Excerpt =>
How India vaccinates its 1.3 billion people will determine the future of the disease, in many ways, on the planet.
A healthworker in India.
As the Corona virus vaccine seems to be plateauing in India, the immediate task for the government of India is effective dissemination of the vaccine to as many people as possible in as less time as possible.
The issue that has been dominating the political discussion for some time now, is how to handle and distribute new coronavirus treatments. These debates will be more pressing because it now appears that the winter will bring more cases, hospitalizations and, unfortunately, deaths.
The recent visit to the vaccine development centers by Indian Prime Minister Narendra Modi was an excellent gesture, one which is sure to boost the morale of the frontline workers and scientists in India. His visit also signaled that the vaccine development was truly in its last stages and was almost ready to be deployed.
The Pfizer vaccine has already been approved by the UK government and vaccinations have begun. Soon after the Indian arm of the pharmaceutical giant applied for approval for emergency use authorization in India. The very next day the India made COVISHIELD by the Serum Institute did the same which is excellent news for India.
Something to remember is that on vaccine issues, Indian public opinion does not map neatly along a simple left/right axis. There are plenty of vaccine skeptics (and advocates) on both sides of the political spectrum, so neither liberals nor conservatives can expect their usual allies on this issue.
And who should get the vaccine first? The Indian Prime Minister has said that one crore frontline healthcare workers will be the first to receive the vaccine followed by another two hundred million health care workers (). Once that process starts the focus will be on public dissemination. The elderly are, of course, more vulnerable, but the young are more likely to spread COVID-19. Some recent results suggest it would be better to vaccinate the young first, but that is less politically likely. Again, it is easy to see potential conflicts over this question, cutting across traditional party lines.
An even more complex problem would arise if one good vaccine is available but other, possibly better, vaccines are imminent. Does everyone get the ‘good enough’ vaccine, disrupting the ability to conduct clinical trials to see if the other vaccines are better? How much patience does the public have, really? Most people who can afford to pay for the vaccine would probably resent having to wait. But if they end up choosing a lesser quality vaccine, over the long run they might be unhappier yet.
For policymakers this is very tough call, one which will affect how quickly India can recover from the pandemic and even scientifically literate Indians are unlikely to confront this situation with full rationality. Regardless of how this plays out, many ‘experts’ will walk away unhappy.
Almost every election in the country in recent years and almost all the political commentary has been focused on ideological and religious polarization. But soon enough, the biggest conflicts could be over the time-honored issues of life and death. One can only hope that political agendas are kept out of the vaccination process. Both the central and state governments will have to work very hard to make sure this happens.
India has already offered some of its neighbours availability of the vaccine. This entire process has given India the opportunity to yet again prove that it can be a responsible and dependable world leader. India has a rich history of incredible contributions to medicine right from the ancient times and its time for the scientific prowess to be showcased to the world.

Dataset excerpts =>

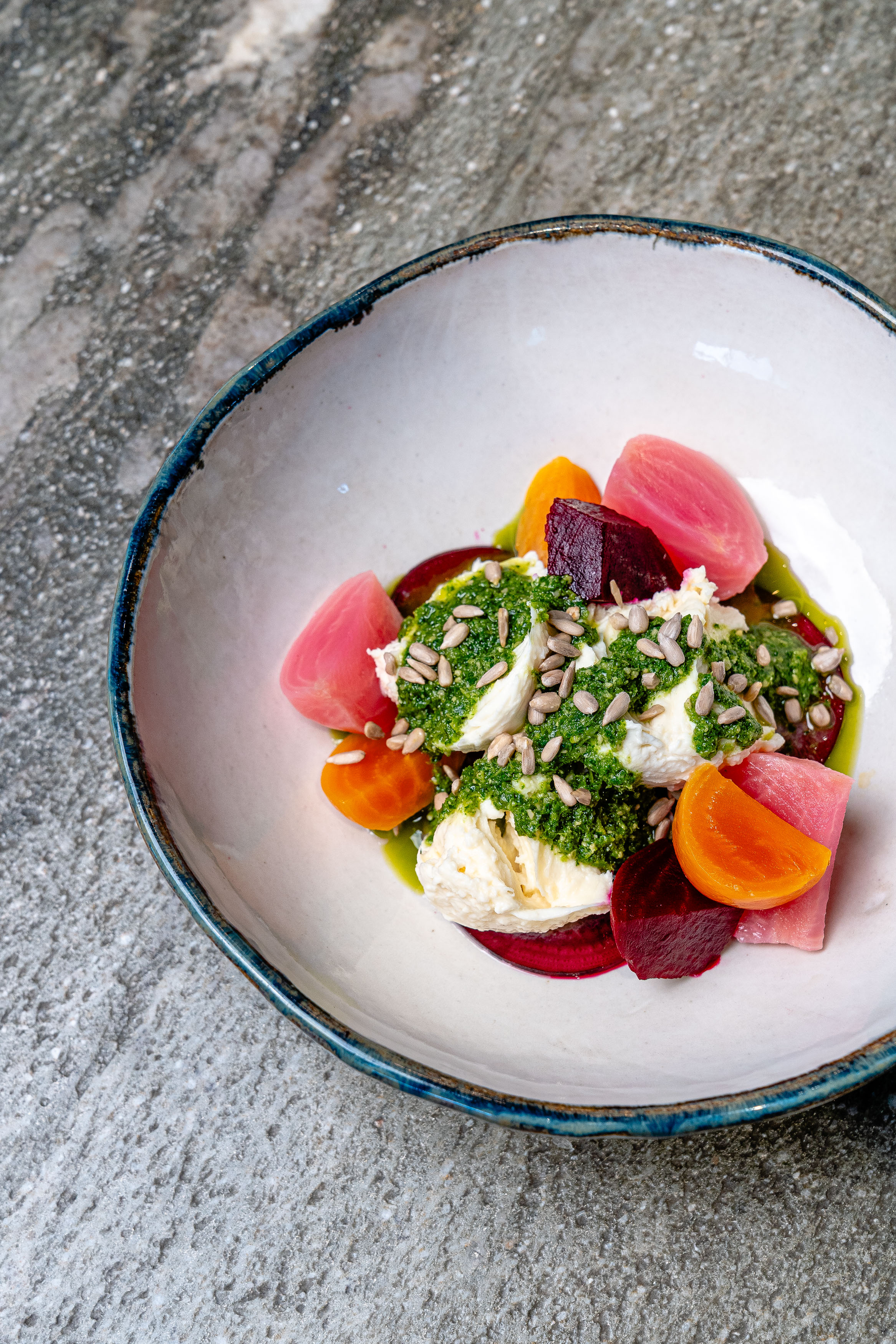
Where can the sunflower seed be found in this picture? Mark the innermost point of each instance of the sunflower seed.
(618, 706)
(661, 808)
(546, 702)
(346, 758)
(424, 654)
(695, 634)
(566, 685)
(840, 689)
(674, 651)
(764, 712)
(565, 791)
(456, 636)
(559, 646)
(828, 660)
(706, 695)
(424, 669)
(505, 753)
(416, 740)
(551, 749)
(651, 650)
(492, 675)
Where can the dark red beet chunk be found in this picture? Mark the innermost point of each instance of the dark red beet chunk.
(581, 949)
(663, 927)
(424, 580)
(593, 545)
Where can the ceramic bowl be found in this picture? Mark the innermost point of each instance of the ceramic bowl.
(409, 420)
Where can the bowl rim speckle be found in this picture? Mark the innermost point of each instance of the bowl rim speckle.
(809, 1089)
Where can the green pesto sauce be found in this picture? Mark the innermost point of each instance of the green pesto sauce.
(585, 738)
(442, 712)
(602, 835)
(777, 580)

To do =>
1) In the article on India's vaccine rollout, why can neither liberals nor conservatives expect their usual allies on vaccine issues?
2) Can you duplicate the part of the article on India's vaccine rollout starting with "The issue that" and going on through "and, unfortunately, deaths."?

Outputs by task =>
1) Indian public opinion on vaccines does not map neatly along a simple left/right axis. There are plenty of vaccine skeptics and advocates on both sides of the political spectrum.

2)
The issue that has been dominating the political discussion for some time now, is how to handle and distribute new coronavirus treatments. These debates will be more pressing because it now appears that the winter will bring more cases, hospitalizations and, unfortunately, deaths.